Excerpts of location labeling data

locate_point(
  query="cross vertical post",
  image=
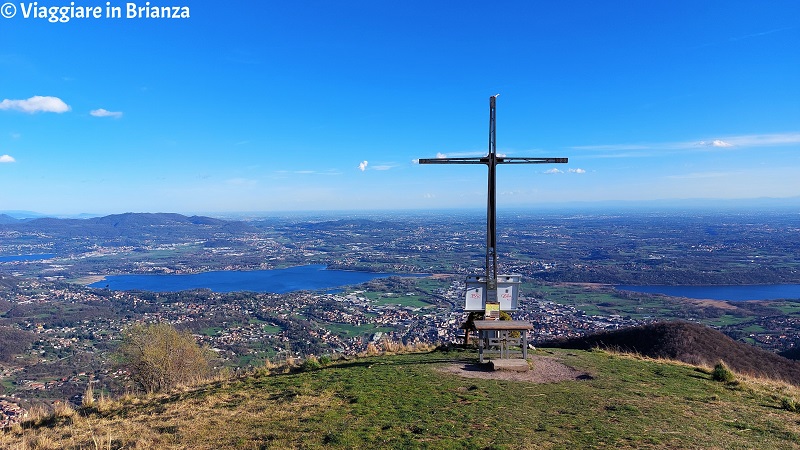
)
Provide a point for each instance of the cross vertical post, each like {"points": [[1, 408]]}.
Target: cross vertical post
{"points": [[491, 160]]}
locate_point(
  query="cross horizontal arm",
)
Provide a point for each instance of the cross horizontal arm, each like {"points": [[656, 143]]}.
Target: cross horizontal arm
{"points": [[497, 160], [483, 160], [524, 160]]}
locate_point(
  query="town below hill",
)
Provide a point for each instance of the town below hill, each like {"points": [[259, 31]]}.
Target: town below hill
{"points": [[64, 334]]}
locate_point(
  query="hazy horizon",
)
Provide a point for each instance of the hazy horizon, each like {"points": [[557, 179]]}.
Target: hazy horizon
{"points": [[262, 106]]}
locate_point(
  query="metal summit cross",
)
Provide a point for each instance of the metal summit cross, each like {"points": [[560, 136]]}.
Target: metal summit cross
{"points": [[483, 291]]}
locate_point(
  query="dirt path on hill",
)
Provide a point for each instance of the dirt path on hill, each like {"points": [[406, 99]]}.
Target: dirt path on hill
{"points": [[544, 370]]}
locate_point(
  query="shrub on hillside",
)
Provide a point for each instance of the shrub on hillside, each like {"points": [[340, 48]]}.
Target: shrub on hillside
{"points": [[722, 373]]}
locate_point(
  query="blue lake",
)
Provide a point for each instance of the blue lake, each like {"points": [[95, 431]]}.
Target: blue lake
{"points": [[26, 257], [731, 293], [312, 277]]}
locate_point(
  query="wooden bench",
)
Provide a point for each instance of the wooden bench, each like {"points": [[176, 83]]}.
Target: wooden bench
{"points": [[497, 333]]}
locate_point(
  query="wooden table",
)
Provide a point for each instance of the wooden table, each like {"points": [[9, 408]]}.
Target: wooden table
{"points": [[497, 333]]}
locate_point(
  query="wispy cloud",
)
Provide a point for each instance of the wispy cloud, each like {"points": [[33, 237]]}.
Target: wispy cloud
{"points": [[243, 182], [658, 148], [105, 113], [719, 143], [36, 104]]}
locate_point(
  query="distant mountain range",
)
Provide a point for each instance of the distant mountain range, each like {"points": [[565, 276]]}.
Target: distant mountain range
{"points": [[154, 225]]}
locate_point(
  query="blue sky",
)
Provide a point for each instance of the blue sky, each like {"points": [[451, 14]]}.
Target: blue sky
{"points": [[301, 105]]}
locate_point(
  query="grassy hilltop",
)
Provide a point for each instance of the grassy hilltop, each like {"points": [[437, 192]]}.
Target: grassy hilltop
{"points": [[407, 401]]}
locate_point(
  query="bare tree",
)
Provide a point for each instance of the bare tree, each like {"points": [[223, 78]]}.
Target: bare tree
{"points": [[161, 358]]}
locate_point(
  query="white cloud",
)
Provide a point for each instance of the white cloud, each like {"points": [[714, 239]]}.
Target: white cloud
{"points": [[36, 104], [243, 182], [719, 143], [105, 113], [657, 149]]}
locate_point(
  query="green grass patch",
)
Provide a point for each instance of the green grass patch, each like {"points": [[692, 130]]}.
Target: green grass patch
{"points": [[405, 402]]}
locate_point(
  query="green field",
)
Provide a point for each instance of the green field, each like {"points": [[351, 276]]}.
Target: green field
{"points": [[406, 402]]}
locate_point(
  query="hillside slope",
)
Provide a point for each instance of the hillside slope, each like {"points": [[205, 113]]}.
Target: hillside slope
{"points": [[407, 401], [691, 343]]}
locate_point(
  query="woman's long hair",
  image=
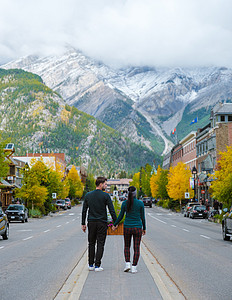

Aim
Please select every line in the items above that contains the word "bare" and copy those lines. Case counts.

Result of this task
  query="bare tree",
Provide a point for each instance of the bare tree, each like {"points": [[223, 78]]}.
Target: bare tree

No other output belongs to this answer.